### Problem
Convert the entries, from their first line through the line that contains "M669 431L650 431L649", into a Markdown table with the columns Row and Text. Give each nonblank line its own row, numbered in order.
===
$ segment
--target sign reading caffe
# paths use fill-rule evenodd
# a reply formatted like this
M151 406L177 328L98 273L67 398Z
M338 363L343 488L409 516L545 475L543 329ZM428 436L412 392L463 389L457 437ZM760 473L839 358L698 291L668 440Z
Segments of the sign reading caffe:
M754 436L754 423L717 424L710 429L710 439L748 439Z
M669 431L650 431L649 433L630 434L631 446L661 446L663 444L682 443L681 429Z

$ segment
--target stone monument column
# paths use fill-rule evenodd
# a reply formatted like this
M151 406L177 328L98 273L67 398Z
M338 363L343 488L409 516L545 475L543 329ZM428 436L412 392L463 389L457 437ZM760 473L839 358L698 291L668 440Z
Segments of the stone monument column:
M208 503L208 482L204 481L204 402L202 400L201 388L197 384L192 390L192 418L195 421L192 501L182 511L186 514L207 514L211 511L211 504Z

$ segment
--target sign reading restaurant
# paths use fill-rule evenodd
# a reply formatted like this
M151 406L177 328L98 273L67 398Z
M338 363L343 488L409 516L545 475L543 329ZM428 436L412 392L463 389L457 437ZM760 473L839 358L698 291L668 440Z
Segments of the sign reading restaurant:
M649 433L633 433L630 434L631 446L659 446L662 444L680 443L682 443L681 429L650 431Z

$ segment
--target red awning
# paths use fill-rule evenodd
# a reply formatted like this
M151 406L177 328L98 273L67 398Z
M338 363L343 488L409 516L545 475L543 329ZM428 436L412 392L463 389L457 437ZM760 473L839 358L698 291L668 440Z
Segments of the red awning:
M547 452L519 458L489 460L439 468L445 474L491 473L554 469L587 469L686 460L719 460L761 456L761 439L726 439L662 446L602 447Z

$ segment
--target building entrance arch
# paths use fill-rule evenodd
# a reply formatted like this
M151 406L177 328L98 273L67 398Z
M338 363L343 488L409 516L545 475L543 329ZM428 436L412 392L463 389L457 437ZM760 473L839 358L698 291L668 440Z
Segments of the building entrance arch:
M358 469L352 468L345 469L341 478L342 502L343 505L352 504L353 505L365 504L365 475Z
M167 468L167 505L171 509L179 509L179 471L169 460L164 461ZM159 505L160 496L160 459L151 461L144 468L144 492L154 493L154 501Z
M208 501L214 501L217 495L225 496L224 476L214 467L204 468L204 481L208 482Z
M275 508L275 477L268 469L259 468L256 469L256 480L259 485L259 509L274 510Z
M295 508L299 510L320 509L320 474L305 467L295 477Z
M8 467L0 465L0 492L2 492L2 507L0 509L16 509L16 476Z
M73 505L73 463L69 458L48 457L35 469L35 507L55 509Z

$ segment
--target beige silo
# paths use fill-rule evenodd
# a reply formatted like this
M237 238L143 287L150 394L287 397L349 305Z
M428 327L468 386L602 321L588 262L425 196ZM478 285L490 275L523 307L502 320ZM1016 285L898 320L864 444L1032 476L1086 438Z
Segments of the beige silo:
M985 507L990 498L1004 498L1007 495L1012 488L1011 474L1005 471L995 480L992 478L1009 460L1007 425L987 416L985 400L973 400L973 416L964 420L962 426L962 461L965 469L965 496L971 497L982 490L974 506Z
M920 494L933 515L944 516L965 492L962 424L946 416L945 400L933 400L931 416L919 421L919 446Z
===
### Full solution
| Row | Text |
|---|---|
| 1 | $ segment |
| 2 | --target sign reading caffe |
| 3 | # paths use fill-rule evenodd |
| 4 | # a reply formatted like this |
| 5 | M151 406L177 328L98 273L67 398Z |
| 6 | M338 363L343 488L409 516L545 475L543 329ZM428 436L412 392L463 389L457 437ZM760 473L839 358L698 291L668 440Z |
| 7 | Segments of the sign reading caffe: |
| 8 | M754 436L754 423L717 424L710 429L710 439L748 439Z |
| 9 | M669 431L650 431L649 433L630 434L631 446L661 446L663 444L682 443L681 429Z |